Referring expression pointing data:
--- START ---

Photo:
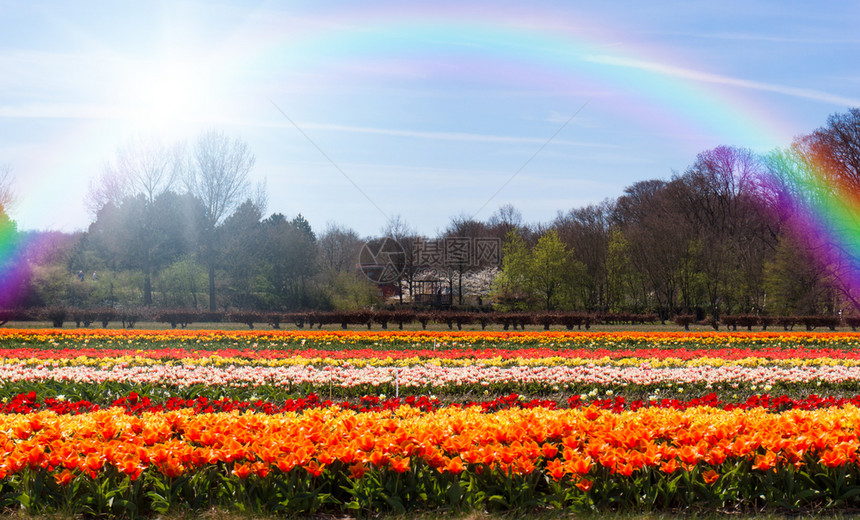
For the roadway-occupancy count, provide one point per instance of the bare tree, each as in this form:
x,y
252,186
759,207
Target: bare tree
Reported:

--- END ---
--- START ---

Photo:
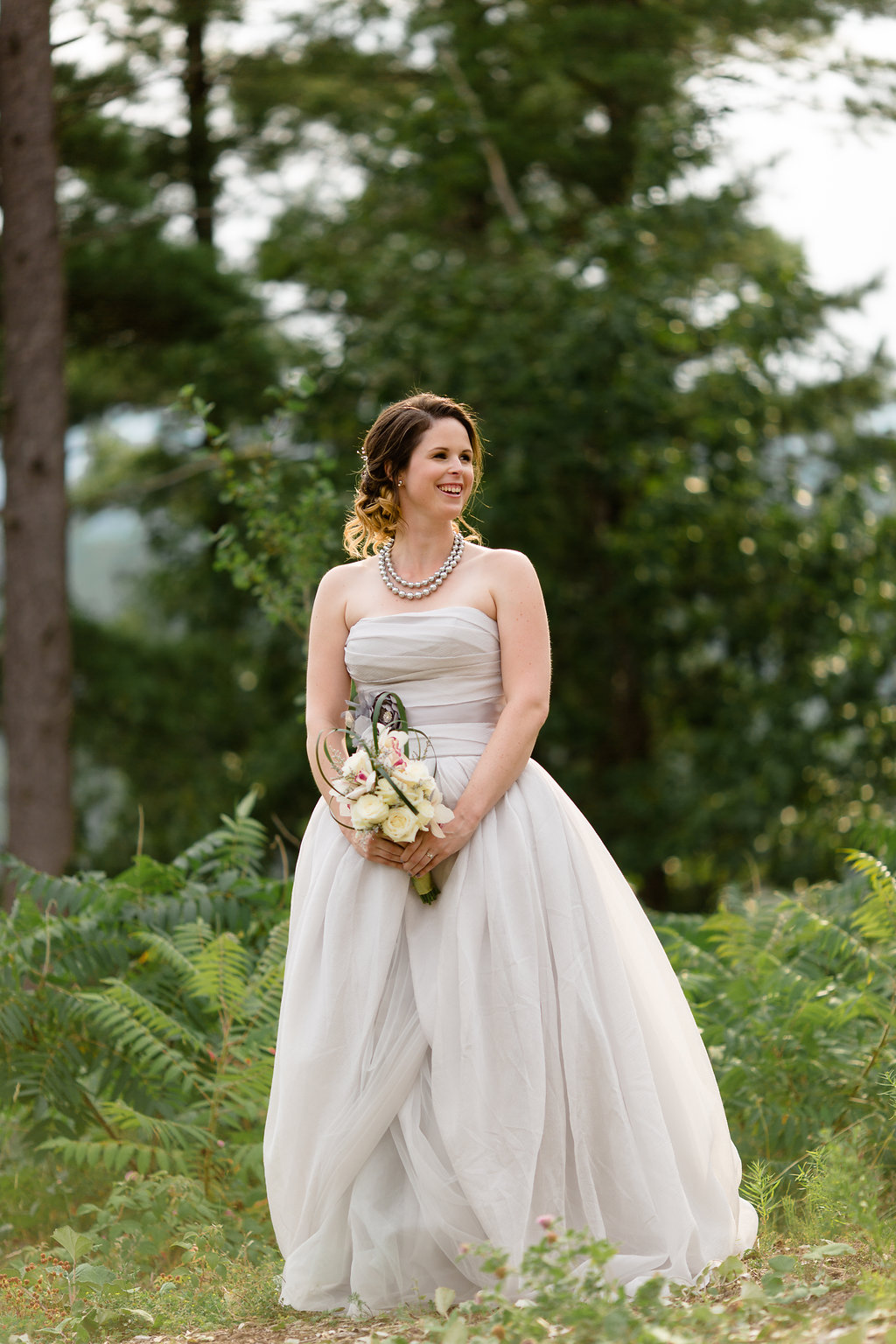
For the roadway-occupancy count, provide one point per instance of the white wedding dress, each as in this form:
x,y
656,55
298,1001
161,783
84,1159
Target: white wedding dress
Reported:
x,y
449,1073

--- END ---

Exercise directions >> Write the number of data lines with "this", nothing else.

Response to the exercise >> 2